An exact copy of the data is needed, one that excludes all pictures.

▸ Image-grounded pointing data
********
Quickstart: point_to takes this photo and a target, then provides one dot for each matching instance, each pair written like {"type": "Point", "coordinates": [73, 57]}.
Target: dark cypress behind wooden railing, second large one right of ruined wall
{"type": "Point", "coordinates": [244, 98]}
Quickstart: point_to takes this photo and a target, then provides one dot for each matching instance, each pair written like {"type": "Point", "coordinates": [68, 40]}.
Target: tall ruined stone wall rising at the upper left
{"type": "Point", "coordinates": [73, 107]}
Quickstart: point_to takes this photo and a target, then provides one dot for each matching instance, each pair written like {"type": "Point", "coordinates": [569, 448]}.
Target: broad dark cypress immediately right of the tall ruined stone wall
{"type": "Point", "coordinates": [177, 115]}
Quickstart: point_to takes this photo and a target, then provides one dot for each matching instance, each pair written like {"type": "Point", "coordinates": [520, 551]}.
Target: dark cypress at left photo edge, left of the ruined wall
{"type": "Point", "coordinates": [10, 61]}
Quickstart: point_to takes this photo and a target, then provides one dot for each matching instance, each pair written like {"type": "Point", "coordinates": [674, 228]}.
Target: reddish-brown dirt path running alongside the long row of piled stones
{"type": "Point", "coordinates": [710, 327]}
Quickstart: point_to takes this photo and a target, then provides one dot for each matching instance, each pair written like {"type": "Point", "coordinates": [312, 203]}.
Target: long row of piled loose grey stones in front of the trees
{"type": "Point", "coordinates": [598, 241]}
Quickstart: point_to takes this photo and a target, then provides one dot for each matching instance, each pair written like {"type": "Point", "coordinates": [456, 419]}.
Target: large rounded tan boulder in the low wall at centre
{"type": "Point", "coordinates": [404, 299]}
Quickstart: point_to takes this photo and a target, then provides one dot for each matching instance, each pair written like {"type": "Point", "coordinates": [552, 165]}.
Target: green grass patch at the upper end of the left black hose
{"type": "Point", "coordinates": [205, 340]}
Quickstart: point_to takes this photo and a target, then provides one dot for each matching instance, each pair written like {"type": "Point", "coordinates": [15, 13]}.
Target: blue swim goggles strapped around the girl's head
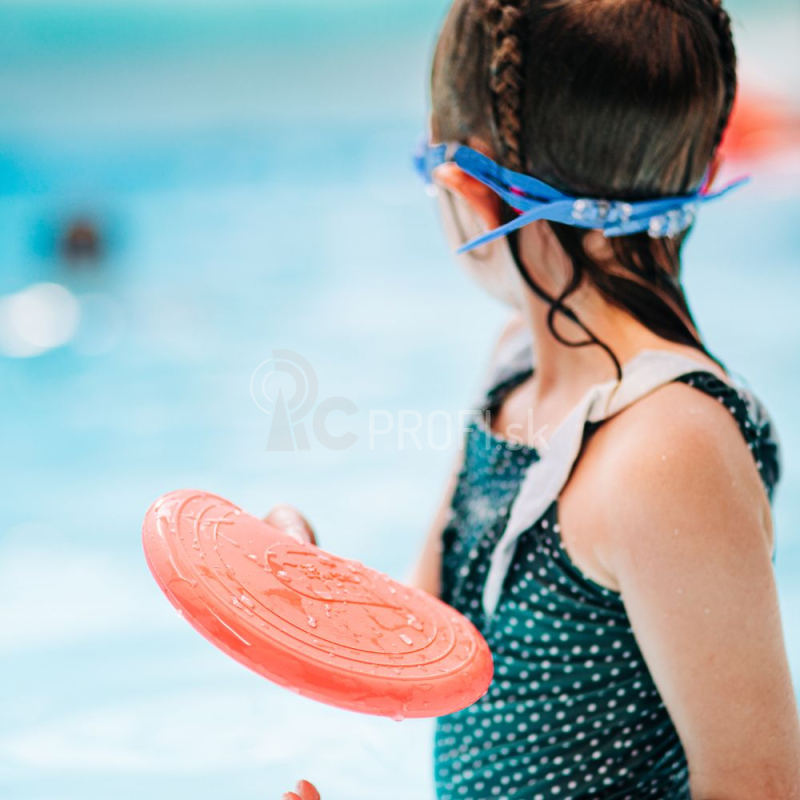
{"type": "Point", "coordinates": [534, 199]}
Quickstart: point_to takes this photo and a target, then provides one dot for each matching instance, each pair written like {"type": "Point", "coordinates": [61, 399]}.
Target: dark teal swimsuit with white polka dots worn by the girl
{"type": "Point", "coordinates": [572, 711]}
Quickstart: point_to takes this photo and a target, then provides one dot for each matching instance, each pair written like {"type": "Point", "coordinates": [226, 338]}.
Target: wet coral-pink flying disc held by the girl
{"type": "Point", "coordinates": [323, 626]}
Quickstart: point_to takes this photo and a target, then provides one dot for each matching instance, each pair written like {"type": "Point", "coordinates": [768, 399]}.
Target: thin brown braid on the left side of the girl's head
{"type": "Point", "coordinates": [504, 21]}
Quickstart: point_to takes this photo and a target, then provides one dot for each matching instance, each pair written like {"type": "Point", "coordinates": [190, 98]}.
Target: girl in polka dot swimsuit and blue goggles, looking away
{"type": "Point", "coordinates": [608, 527]}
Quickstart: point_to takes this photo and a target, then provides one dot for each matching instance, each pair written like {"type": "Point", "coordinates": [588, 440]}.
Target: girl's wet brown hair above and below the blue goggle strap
{"type": "Point", "coordinates": [620, 99]}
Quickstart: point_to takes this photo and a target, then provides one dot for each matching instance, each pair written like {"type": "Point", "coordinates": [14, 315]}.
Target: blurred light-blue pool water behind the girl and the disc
{"type": "Point", "coordinates": [254, 199]}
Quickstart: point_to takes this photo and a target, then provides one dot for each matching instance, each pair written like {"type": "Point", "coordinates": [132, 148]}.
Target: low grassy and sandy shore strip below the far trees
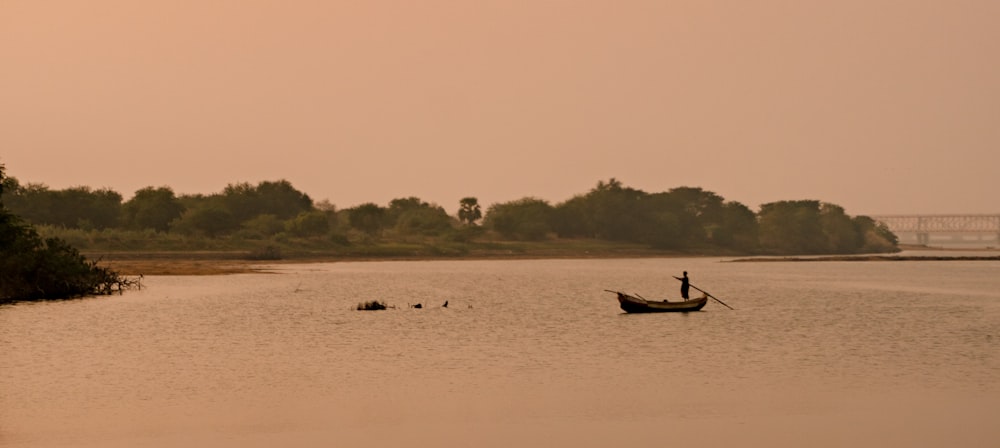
{"type": "Point", "coordinates": [150, 253]}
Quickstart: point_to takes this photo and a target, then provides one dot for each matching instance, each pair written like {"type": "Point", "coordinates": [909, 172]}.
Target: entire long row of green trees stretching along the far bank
{"type": "Point", "coordinates": [683, 218]}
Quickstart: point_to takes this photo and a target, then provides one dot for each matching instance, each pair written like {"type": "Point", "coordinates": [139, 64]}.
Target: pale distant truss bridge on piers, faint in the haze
{"type": "Point", "coordinates": [955, 228]}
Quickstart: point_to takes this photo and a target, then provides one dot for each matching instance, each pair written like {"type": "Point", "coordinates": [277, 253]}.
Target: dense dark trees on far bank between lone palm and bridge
{"type": "Point", "coordinates": [690, 218]}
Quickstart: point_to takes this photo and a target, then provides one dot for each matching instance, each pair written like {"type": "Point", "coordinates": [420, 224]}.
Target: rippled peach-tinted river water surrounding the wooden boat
{"type": "Point", "coordinates": [528, 353]}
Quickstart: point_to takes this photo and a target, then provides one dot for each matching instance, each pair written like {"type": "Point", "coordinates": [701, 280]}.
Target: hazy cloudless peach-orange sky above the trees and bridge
********
▸ Exercise solution
Quickstart: point_to takes this photo and a target, then provides one dot for each matching instance, each pair written like {"type": "Point", "coordinates": [73, 57]}.
Target: dark cypress behind wooden railing, second large one right of ruined wall
{"type": "Point", "coordinates": [244, 98]}
Quickstart: point_to takes this photo and a target, then provides one dot for each matching instance, each pair written like {"type": "Point", "coordinates": [68, 40]}.
Target: tall ruined stone wall rising at the upper left
{"type": "Point", "coordinates": [73, 107]}
Quickstart: point_to takes this photo and a target, then provides one dot for each matching instance, each pair written like {"type": "Point", "coordinates": [569, 448]}.
Target: broad dark cypress immediately right of the tall ruined stone wall
{"type": "Point", "coordinates": [177, 115]}
Quickstart: point_to takes this photo and a target, then provides one dot for each matching instance, each pair written like {"type": "Point", "coordinates": [520, 551]}.
Target: dark cypress at left photo edge, left of the ruined wall
{"type": "Point", "coordinates": [10, 61]}
Quickstart: point_to takes this photo and a target, then provides one dot for each matching instance, each pair written like {"type": "Point", "coordinates": [674, 228]}.
Target: reddish-brown dirt path running alongside the long row of piled stones
{"type": "Point", "coordinates": [710, 327]}
Quickstart: point_to takes this photo and a target, then provides one dot for each matching instance, each pair written like {"type": "Point", "coordinates": [312, 203]}.
Target: long row of piled loose grey stones in front of the trees
{"type": "Point", "coordinates": [598, 241]}
Quickstart: point_to takes this photo and a target, then provides one dot for each matching instance, each pair written like {"type": "Point", "coordinates": [456, 419]}.
Target: large rounded tan boulder in the low wall at centre
{"type": "Point", "coordinates": [404, 299]}
Quickstart: point_to takes this photo and a target, then provides one dot for each matching instance, each pair written like {"type": "Point", "coordinates": [552, 165]}.
Target: green grass patch at the upper end of the left black hose
{"type": "Point", "coordinates": [205, 340]}
Quickstart: point_to takes this photo and a target, then provides one dot for each matching instance, each pair written like {"type": "Point", "coordinates": [15, 13]}.
Target: blue swim goggles strapped around the girl's head
{"type": "Point", "coordinates": [534, 199]}
Quickstart: point_to takes this photo and a target, then provides one dot for each matching instance, each pair written like {"type": "Point", "coordinates": [61, 399]}.
Target: dark teal swimsuit with white polka dots worn by the girl
{"type": "Point", "coordinates": [572, 711]}
Quickstart: point_to takes this photo and a target, then provides one dot for each matching instance, each pair written like {"type": "Point", "coordinates": [226, 338]}.
Target: wet coral-pink flying disc held by the girl
{"type": "Point", "coordinates": [323, 626]}
Quickstart: point_to takes this photo and a target, then provides one dot for each matching instance, each pair written like {"type": "Point", "coordinates": [768, 399]}.
Target: thin brown braid on the left side of the girl's head
{"type": "Point", "coordinates": [504, 21]}
Quickstart: point_to takes this photo and a target, then provides one dot for each matching instance, each pair written like {"type": "Point", "coordinates": [190, 98]}.
Target: girl in polka dot swimsuit and blue goggles, looking away
{"type": "Point", "coordinates": [608, 527]}
Quickstart: point_to takes this photo and a target, then provides one dot for each matching instance, each pair written like {"type": "Point", "coordinates": [588, 440]}.
Target: girl's wet brown hair above and below the blue goggle strap
{"type": "Point", "coordinates": [620, 99]}
Quickstart: point_to takes this photo and a target, then provides one dot for each matching instance, each pair written like {"type": "Point", "coordinates": [14, 315]}.
Target: blurred light-blue pool water behind the girl and the disc
{"type": "Point", "coordinates": [254, 199]}
Quickstart: point_to takes this photo and a target, then provides one dot for each matching instance, each pair written like {"type": "Point", "coordinates": [132, 148]}.
Target: low grassy and sandy shore strip below the far trees
{"type": "Point", "coordinates": [150, 253]}
Quickstart: point_to takes this photo and a target, then provides one dot for each matching instance, each pair written like {"type": "Point", "coordinates": [909, 172]}.
Target: entire long row of green trees stretching along the far bank
{"type": "Point", "coordinates": [683, 218]}
Quickstart: point_to takes this photo and a target, then provides one dot for each matching instance, each pair written like {"type": "Point", "coordinates": [139, 64]}.
Target: pale distant truss bridge on piers, faint in the haze
{"type": "Point", "coordinates": [955, 228]}
Quickstart: point_to takes this photo and a target, then provides one dot for each matching instance, each pair written like {"type": "Point", "coordinates": [277, 253]}.
Target: dense dark trees on far bank between lone palm and bridge
{"type": "Point", "coordinates": [690, 218]}
Quickstart: point_to takes this photo and a target, then provides one dot for each matching instance, each pair written like {"type": "Point", "coordinates": [420, 224]}.
Target: rippled peach-tinted river water surrounding the wooden boat
{"type": "Point", "coordinates": [528, 353]}
Quickstart: point_to takes this photo and a target, then provides one dot for each matching instance, each pair written like {"type": "Point", "coordinates": [701, 280]}.
Target: hazy cloudless peach-orange sky above the trees and bridge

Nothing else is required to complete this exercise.